-- Begin --

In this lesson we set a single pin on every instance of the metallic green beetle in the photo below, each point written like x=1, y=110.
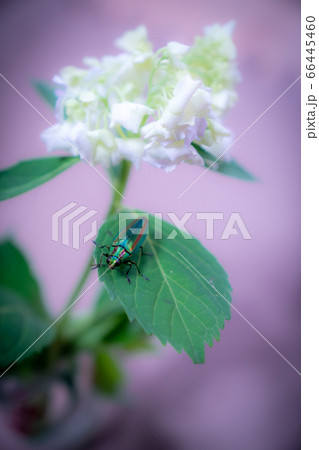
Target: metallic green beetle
x=126, y=243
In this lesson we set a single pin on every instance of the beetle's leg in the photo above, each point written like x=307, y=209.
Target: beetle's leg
x=101, y=246
x=143, y=253
x=138, y=269
x=95, y=266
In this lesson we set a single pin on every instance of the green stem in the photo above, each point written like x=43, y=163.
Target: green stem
x=119, y=177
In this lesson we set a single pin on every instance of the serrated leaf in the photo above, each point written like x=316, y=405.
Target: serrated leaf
x=15, y=274
x=26, y=175
x=46, y=91
x=177, y=304
x=20, y=327
x=231, y=167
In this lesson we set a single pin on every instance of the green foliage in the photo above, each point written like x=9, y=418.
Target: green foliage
x=177, y=305
x=15, y=274
x=46, y=91
x=26, y=175
x=23, y=317
x=108, y=375
x=231, y=168
x=20, y=327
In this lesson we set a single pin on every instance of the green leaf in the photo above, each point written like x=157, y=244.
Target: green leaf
x=231, y=168
x=177, y=305
x=46, y=91
x=20, y=327
x=107, y=374
x=26, y=175
x=15, y=274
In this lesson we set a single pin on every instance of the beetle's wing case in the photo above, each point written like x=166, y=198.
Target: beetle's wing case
x=130, y=240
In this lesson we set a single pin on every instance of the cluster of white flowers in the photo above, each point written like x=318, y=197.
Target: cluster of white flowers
x=146, y=106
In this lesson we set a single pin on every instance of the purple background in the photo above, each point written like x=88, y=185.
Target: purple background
x=245, y=396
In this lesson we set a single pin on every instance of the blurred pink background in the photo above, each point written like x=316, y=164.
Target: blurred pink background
x=245, y=396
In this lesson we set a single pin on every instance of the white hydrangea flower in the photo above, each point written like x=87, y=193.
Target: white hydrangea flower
x=145, y=106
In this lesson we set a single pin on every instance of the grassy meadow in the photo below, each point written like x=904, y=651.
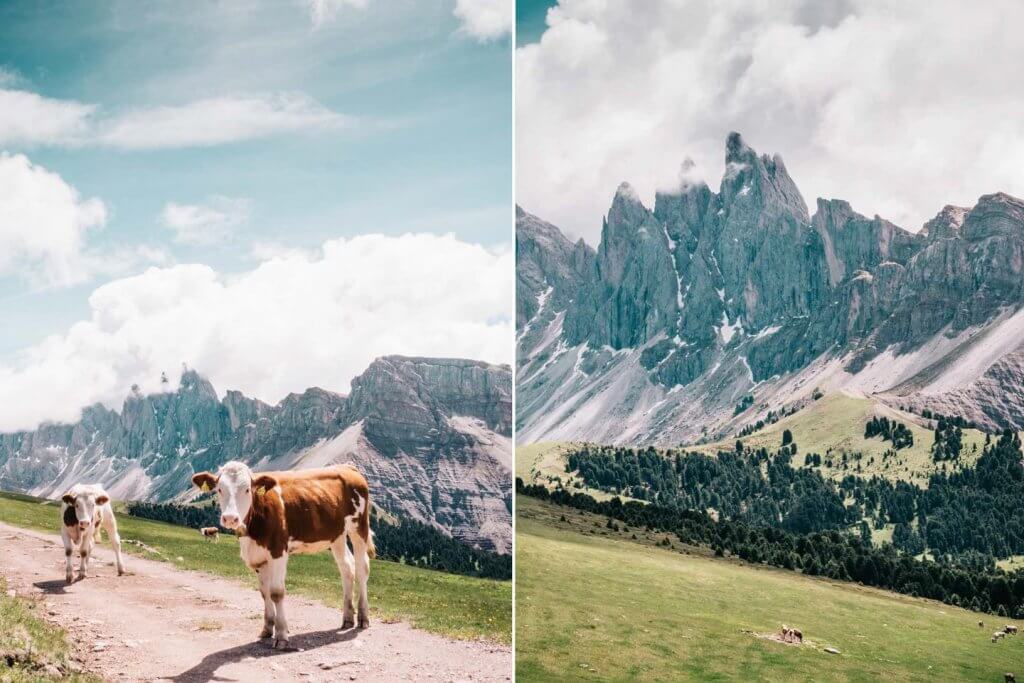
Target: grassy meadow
x=449, y=604
x=598, y=604
x=837, y=422
x=32, y=649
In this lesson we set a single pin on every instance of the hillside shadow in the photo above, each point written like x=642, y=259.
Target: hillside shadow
x=207, y=669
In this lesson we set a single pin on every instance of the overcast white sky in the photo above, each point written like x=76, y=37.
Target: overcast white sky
x=900, y=108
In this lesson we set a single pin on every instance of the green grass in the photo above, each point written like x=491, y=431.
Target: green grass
x=32, y=649
x=593, y=604
x=449, y=604
x=544, y=463
x=837, y=422
x=834, y=423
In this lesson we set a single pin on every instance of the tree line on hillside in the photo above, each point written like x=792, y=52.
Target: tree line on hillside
x=969, y=515
x=751, y=485
x=404, y=541
x=834, y=554
x=890, y=430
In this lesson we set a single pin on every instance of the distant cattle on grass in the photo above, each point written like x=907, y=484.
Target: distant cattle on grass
x=84, y=509
x=304, y=511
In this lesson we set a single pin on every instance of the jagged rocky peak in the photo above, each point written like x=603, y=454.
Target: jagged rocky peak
x=947, y=223
x=994, y=215
x=431, y=434
x=420, y=394
x=721, y=294
x=760, y=180
x=550, y=269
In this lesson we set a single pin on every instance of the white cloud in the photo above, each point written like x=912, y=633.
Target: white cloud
x=30, y=119
x=891, y=105
x=205, y=223
x=322, y=11
x=43, y=221
x=485, y=19
x=296, y=319
x=217, y=121
x=44, y=229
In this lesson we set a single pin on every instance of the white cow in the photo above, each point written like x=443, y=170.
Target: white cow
x=84, y=510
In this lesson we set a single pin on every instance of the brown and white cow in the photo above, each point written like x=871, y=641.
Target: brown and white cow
x=84, y=510
x=302, y=511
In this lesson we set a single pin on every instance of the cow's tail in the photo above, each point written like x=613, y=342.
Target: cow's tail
x=366, y=531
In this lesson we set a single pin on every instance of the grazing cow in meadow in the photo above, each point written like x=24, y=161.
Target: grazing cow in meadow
x=84, y=510
x=303, y=511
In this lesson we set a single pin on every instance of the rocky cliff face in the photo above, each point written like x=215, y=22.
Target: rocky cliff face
x=432, y=435
x=710, y=296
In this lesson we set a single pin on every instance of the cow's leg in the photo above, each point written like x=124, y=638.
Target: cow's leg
x=268, y=612
x=69, y=549
x=278, y=570
x=346, y=565
x=361, y=575
x=84, y=551
x=111, y=524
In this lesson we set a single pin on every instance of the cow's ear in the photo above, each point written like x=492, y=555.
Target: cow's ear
x=205, y=480
x=263, y=483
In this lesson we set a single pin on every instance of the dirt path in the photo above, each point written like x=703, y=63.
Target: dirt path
x=162, y=624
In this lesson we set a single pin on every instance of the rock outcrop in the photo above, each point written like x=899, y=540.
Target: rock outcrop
x=710, y=296
x=433, y=436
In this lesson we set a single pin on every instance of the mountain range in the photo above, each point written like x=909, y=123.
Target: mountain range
x=432, y=435
x=696, y=316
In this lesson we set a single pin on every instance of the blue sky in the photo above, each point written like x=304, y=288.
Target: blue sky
x=222, y=133
x=529, y=15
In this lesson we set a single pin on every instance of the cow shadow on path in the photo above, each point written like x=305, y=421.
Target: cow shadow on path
x=55, y=587
x=207, y=669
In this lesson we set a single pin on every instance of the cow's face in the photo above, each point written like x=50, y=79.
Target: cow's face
x=236, y=486
x=85, y=504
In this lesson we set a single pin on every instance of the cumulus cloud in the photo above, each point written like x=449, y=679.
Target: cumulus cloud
x=891, y=105
x=322, y=11
x=218, y=120
x=44, y=226
x=205, y=223
x=29, y=119
x=485, y=19
x=43, y=221
x=294, y=321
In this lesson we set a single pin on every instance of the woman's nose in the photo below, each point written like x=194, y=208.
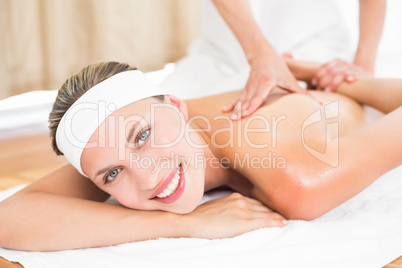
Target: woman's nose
x=145, y=179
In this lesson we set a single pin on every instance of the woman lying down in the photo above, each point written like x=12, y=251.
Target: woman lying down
x=156, y=155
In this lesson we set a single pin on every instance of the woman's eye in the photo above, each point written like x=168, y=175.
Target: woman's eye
x=112, y=175
x=142, y=137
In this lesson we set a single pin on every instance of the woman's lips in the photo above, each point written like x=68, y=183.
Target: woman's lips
x=168, y=185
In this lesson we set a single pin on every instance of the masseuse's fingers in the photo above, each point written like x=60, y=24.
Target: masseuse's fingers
x=256, y=98
x=330, y=75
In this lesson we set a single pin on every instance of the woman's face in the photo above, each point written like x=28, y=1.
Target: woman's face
x=146, y=156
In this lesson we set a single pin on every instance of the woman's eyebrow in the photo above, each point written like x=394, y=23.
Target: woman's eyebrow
x=103, y=170
x=131, y=133
x=129, y=137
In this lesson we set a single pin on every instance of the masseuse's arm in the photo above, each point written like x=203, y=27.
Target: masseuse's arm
x=64, y=210
x=371, y=21
x=267, y=68
x=363, y=156
x=383, y=94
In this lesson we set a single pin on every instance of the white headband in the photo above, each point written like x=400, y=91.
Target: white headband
x=86, y=114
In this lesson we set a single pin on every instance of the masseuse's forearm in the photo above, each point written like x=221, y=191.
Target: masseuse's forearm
x=238, y=16
x=371, y=22
x=46, y=222
x=383, y=94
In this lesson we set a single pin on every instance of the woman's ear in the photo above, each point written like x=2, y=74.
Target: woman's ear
x=181, y=105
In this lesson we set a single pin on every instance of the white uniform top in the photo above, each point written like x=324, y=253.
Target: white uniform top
x=309, y=29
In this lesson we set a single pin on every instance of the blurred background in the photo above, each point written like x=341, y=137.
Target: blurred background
x=42, y=42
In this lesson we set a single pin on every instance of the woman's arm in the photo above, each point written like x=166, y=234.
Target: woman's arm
x=64, y=210
x=371, y=22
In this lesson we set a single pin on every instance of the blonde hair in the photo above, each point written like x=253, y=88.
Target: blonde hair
x=75, y=87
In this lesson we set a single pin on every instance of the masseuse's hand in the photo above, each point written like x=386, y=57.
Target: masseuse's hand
x=267, y=71
x=330, y=75
x=231, y=216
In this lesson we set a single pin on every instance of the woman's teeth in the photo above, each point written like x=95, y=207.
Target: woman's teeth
x=172, y=186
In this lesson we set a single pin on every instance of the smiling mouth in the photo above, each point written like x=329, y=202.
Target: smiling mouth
x=172, y=188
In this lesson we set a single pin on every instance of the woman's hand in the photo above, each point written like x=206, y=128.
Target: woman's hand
x=230, y=216
x=330, y=75
x=267, y=71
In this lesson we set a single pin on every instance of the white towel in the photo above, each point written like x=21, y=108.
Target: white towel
x=365, y=231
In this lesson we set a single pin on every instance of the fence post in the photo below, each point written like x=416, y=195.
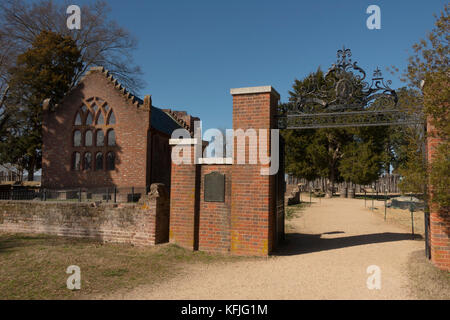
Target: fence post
x=365, y=198
x=411, y=208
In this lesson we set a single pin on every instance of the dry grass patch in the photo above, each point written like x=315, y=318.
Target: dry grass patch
x=34, y=266
x=425, y=280
x=402, y=218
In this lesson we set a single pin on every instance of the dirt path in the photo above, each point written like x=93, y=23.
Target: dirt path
x=329, y=247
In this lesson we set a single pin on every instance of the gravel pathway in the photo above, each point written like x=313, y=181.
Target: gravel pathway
x=329, y=247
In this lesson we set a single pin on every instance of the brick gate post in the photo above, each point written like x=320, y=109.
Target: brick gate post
x=252, y=194
x=439, y=218
x=184, y=199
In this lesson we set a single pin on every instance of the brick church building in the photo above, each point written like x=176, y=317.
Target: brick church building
x=101, y=135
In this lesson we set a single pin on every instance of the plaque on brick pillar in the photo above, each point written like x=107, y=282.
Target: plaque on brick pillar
x=214, y=187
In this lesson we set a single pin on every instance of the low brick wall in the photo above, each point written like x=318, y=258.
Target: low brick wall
x=143, y=223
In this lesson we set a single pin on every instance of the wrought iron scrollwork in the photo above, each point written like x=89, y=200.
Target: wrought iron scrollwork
x=343, y=97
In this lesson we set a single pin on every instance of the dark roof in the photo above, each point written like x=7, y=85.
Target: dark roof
x=161, y=121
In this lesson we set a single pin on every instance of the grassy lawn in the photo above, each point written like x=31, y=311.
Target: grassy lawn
x=402, y=218
x=425, y=280
x=34, y=266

-- End --

What you should do = Reproduce the entries word for word, from the very first line through the line with "x=126, y=243", and stop there. Leave the pictures out of your answer.

Task output =
In this lesson we set a single pin on every instance of the metallic green beetle in the photo below, each point written like x=1, y=110.
Target: metallic green beetle
x=126, y=243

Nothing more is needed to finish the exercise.